**Problem to solve:** Reproduce every line of the material below, but drop the pictures.

**Material provided:**
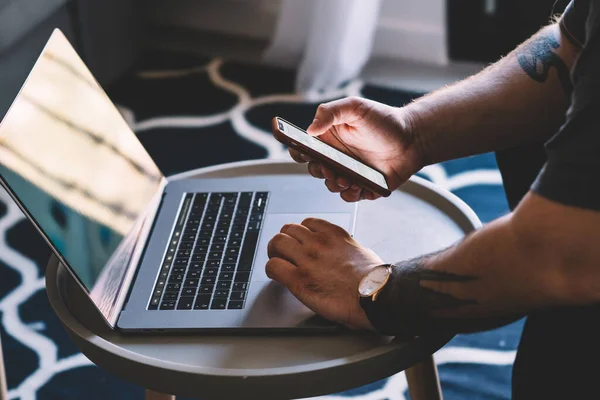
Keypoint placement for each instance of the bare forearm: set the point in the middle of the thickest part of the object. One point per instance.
(542, 255)
(519, 99)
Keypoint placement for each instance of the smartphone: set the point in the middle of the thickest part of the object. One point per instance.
(341, 163)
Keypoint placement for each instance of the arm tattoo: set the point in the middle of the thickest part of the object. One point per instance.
(537, 58)
(413, 309)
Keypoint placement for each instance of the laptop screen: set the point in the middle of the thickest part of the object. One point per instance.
(76, 167)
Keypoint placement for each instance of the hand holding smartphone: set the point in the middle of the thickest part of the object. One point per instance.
(340, 162)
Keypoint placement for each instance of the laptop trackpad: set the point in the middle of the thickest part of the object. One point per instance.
(272, 226)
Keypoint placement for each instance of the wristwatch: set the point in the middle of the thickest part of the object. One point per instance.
(373, 283)
(369, 288)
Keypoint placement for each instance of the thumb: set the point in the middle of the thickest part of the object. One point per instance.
(343, 111)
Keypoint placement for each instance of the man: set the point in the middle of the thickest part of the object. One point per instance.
(542, 260)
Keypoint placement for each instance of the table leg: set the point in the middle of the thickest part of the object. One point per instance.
(423, 381)
(3, 395)
(152, 395)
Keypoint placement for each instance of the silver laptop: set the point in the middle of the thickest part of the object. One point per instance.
(152, 254)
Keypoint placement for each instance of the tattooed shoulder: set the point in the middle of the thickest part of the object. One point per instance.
(537, 57)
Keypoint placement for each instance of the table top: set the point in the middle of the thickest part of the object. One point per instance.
(416, 219)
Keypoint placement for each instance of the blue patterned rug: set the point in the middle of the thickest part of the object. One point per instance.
(190, 113)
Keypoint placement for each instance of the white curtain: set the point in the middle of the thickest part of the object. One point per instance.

**Output below:**
Keypoint placement for each instance of the bare forearm: set the point in the middle of the thickest part of the object. One point per instance.
(542, 255)
(519, 99)
Keypoint placement for each instance of the smartphone: set the point in the middle of the thickest part of the object. One point per instance.
(341, 163)
Keypoint placement for each instance of the arm tattoo: set the point in the middle of the thickest part of the object. One point per instance.
(537, 58)
(413, 309)
Keypoint placement for each instance of the laptop screen: set the point in the middle of the thickest part of the object. One point per instance.
(76, 167)
Keypoint placement for each instance of the hand holding smartphone: set the point in the middle of the thickest part of the object. One point per instance.
(340, 162)
Keypoint placement for each instance of the laptop trackpad: set the point in the middle of the thickest part of the object. One point per instance.
(272, 226)
Keypoint placement for each instance of the wristwatch: set the point in the middle of the thickest part of the object. One point per instance.
(373, 283)
(369, 288)
Keypoint placement for each instance of the thumb: set the point in the middle of the thickest part of the object. One point per instance.
(343, 111)
Keypoint placement for each instance of the man: set the point in the middle of the thickest part of the object. One point per instance.
(542, 260)
Keypoint placement for each instance of the table leg: set the point in the middle of the thickest part of the object. One point per instance.
(423, 381)
(3, 395)
(152, 395)
Keypoint placement for each instance of the silver laptop: set the point in the middle of the thickest part of the object. One point per instance.
(152, 254)
Keypoint placement for each instance of the tattooed shoulder: set the point in the middle of the thickest part of the object. One point per instance.
(537, 57)
Keypoint placement for each instance of the table top: set the point in the middle of the thickest part of the object. One point per instance.
(416, 219)
Keypoint placement for each instance of the blue patterned rug: set the point in the middle of the thickest part of the object. One point per instance.
(190, 113)
Keypoint placement for each instance of the white curtain: set the point in the middle of the thickest part of the object. One point per instance.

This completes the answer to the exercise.